Data section:
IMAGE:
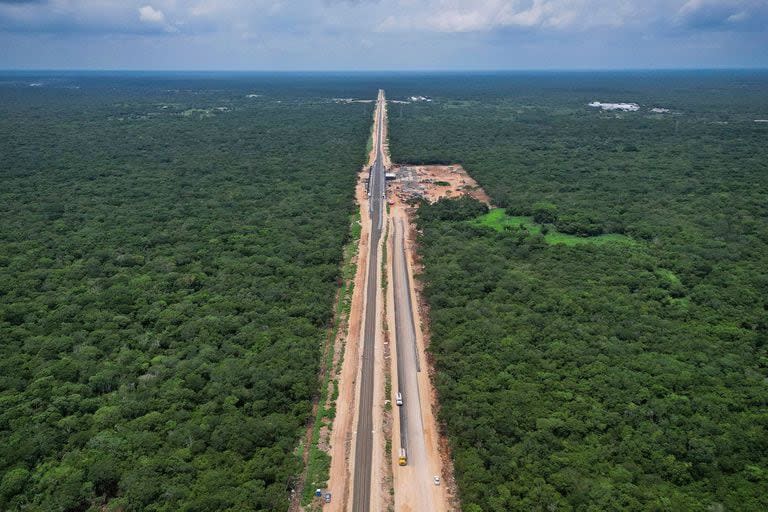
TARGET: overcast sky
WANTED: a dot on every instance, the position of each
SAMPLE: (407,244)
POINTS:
(382,34)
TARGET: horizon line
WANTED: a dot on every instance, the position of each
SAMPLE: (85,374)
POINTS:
(393,70)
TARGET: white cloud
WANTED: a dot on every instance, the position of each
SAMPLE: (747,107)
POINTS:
(488,15)
(149,14)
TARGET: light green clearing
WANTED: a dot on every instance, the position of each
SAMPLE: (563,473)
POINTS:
(498,219)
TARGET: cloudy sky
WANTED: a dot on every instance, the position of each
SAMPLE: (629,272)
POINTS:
(382,34)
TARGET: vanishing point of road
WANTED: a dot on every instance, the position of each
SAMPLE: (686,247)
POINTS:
(361,500)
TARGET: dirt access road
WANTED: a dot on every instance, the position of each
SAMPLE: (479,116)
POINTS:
(415,486)
(360,470)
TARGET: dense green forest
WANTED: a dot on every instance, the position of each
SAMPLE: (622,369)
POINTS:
(611,376)
(169,253)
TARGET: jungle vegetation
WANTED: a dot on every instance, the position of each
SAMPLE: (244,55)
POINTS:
(611,376)
(169,254)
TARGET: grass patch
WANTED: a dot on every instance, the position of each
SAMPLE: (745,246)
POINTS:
(498,220)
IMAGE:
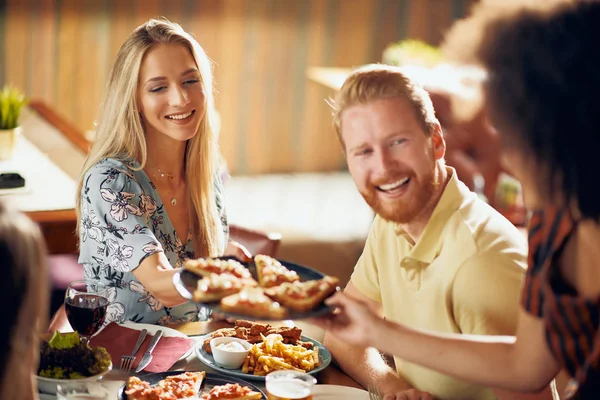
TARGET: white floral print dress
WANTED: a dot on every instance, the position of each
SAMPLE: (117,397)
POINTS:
(123,221)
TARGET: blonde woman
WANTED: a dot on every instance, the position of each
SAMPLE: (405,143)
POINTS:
(150,192)
(24,295)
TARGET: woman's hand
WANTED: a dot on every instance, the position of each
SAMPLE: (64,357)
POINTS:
(237,250)
(353,321)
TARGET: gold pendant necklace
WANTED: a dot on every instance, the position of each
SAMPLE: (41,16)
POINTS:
(173,200)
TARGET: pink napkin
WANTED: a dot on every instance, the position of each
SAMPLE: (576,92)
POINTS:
(119,340)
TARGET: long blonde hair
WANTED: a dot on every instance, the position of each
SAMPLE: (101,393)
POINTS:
(120,133)
(24,296)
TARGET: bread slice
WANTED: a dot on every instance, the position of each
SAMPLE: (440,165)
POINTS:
(214,287)
(206,266)
(252,302)
(271,272)
(183,386)
(303,296)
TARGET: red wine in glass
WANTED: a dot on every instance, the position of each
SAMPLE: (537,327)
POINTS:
(86,307)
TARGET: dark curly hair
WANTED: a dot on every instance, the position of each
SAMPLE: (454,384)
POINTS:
(543,87)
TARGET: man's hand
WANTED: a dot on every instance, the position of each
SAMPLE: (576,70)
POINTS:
(353,322)
(238,250)
(411,394)
(395,388)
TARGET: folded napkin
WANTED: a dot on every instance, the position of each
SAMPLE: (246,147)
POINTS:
(119,340)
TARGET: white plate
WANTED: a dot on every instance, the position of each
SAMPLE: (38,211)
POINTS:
(167,332)
(337,392)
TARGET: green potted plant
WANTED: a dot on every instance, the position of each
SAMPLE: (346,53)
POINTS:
(11,102)
(411,52)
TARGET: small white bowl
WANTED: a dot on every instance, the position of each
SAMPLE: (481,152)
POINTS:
(48,385)
(226,358)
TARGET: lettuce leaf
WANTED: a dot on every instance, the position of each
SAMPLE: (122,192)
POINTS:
(64,340)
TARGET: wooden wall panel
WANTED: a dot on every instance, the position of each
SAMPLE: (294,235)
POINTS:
(273,118)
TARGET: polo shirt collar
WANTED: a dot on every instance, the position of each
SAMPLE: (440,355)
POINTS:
(429,244)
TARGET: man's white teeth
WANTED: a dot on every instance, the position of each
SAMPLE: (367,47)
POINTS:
(179,116)
(393,185)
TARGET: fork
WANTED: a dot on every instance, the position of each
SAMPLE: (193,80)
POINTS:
(127,361)
(373,393)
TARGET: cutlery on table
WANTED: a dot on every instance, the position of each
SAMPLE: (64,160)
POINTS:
(148,356)
(127,361)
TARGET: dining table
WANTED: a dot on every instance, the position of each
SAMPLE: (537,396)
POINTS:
(115,379)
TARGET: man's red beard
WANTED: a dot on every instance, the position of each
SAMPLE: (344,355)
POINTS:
(403,210)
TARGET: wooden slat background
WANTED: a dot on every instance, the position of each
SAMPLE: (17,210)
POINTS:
(273,118)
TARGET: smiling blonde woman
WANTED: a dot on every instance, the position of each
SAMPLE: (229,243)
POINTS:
(150,195)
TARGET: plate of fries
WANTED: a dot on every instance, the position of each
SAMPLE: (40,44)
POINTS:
(272,354)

Given problem: Could you reproduce the whole listing above word for word, omitting the pictures?

Response to this task:
IMAGE:
TARGET: overcast sky
WANTED: a dot on every instance, the position of each
SAMPLE: (407,244)
POINTS:
(382,34)
TARGET: horizon line
WANTED: a dot on every instance, the position of each
SAMPLE: (85,374)
POINTS:
(393,70)
TARGET: white cloud
WANTED: a dot on every instance, the position of each
SAMPLE: (747,107)
POINTS:
(488,15)
(149,14)
TARGET: light green clearing
WANTED: a dot on every instance, the position of each
SAMPLE: (563,473)
POINTS:
(498,219)
TARGET: cloudy sky
WANTED: a dot on every instance, the position of each
SAMPLE: (629,272)
POINTS:
(382,34)
TARGET: vanishing point of road
WANTED: a dot on every instance, the position of each
SAMPLE: (686,247)
POINTS:
(361,500)
TARGET: dirt access road
WANTED: a dot on every instance, the position of each
SAMPLE: (479,116)
POINTS:
(415,486)
(360,470)
TARGET: dense green forest
WANTED: a dot on every instance, the position of each
SAMPLE: (622,369)
POINTS:
(611,376)
(169,253)
TARGET: jungle vegetation
WANTED: a dot on every instance, the position of each
SAMPLE: (244,55)
POINTS:
(611,376)
(169,254)
TARGET: grass patch
WANTED: a dot on every instance, the position of each
SAMPLE: (745,246)
POINTS:
(498,220)
IMAGE:
TARGET: white floral print dress
WANTED: a dot on every instance, the position of each
SAMPLE: (117,397)
POINTS:
(123,221)
TARGET: blonde woman
WANTED: a dot on every instance, the position of each
SAMPLE: (405,143)
POINTS:
(150,192)
(24,295)
TARGET: woman's hand
WANTED: a dot on every instance, the position of each
SAMPLE: (64,357)
POINTS:
(237,250)
(353,321)
TARGET: gold pendant necklace
WANTED: a dot on every instance, the position of each
SAMPLE: (41,16)
POINTS:
(173,200)
TARGET: pink napkin
WANTED: a dot on every instance, the position of each
SAMPLE: (576,92)
POINTS:
(119,340)
TARGET: long blonde hair
WANTED: a dot on every instance, the position of each
SAMPLE: (101,393)
POINTS:
(120,133)
(24,296)
TARGET: bread slice
WANTED: a dot on every instance, the position of each
SAMPLE: (440,165)
POINTS:
(214,287)
(206,266)
(252,302)
(271,272)
(183,386)
(303,296)
TARGET: red wine in glass
WANTED: a dot on every instance, the position of each
SAMPLE: (537,327)
POINTS:
(86,307)
TARGET: dark curly hair
WANTED: a dot on every instance, the position of each
SAMPLE: (454,384)
POINTS:
(543,87)
TARGET: man's hand
WANTED: a dot on every instance, the position of each
SAMPLE: (576,70)
POINTS:
(353,322)
(238,250)
(411,394)
(395,388)
TARGET: folded napkin
WANTED: a dot on every instance, the position of each
SAMPLE: (246,147)
POINTS:
(119,340)
TARGET: white plate
WANTED: a dot on every instance, the position of each
SAMPLE: (38,211)
POINTS:
(167,332)
(337,392)
TARGET: green potted plant
WANTED: a dot on every instance, the position of each
SAMPLE: (346,53)
POINTS:
(11,102)
(411,52)
TARGET: small white bowl
WANTED: a dot on every instance, the position of each
SAMPLE: (481,152)
POINTS:
(48,385)
(226,358)
TARGET: lettuce leaf
WANTED: a dot on every instance, the position of each
SAMPLE: (122,192)
POINTS:
(64,340)
TARGET: wooden wall panel
WANTED: a dot on every instance, the position of each
SAMPLE: (294,235)
POINTS:
(273,118)
TARGET: polo shirt collar
WANTED: a dot on every instance, the position of each
SAMPLE: (440,355)
POINTS:
(429,244)
TARGET: man's white teeth
WANTED: a dot on every instance, the position of each
SAMPLE: (367,47)
POINTS:
(179,116)
(393,185)
TARGET: fork
WANTED: a dot on every instance, the position of each
SAMPLE: (193,80)
POINTS:
(127,361)
(373,393)
TARGET: cutlery on table
WANTED: a dot on every instance, the position of each
SAMPLE: (64,160)
POINTS:
(148,356)
(127,361)
TARGET: dining table
WANTED: a dot on every instance, the position of each
SAMPLE: (537,396)
POINTS:
(115,379)
TARGET: man's red beard
WANTED: a dot on every instance, the position of each
SAMPLE: (344,355)
POINTS:
(403,210)
TARGET: wooden slat background
WANTED: a dot on every instance, the position of each
SAMPLE: (17,210)
POINTS:
(273,118)
TARGET: smiling blonde woman
WANTED: a dot on every instance, the position of each
SAMPLE: (229,243)
POINTS:
(150,195)
TARGET: plate of fries
WANTED: a dot on every instance, the position of each
SAMPLE: (40,44)
POINTS:
(272,354)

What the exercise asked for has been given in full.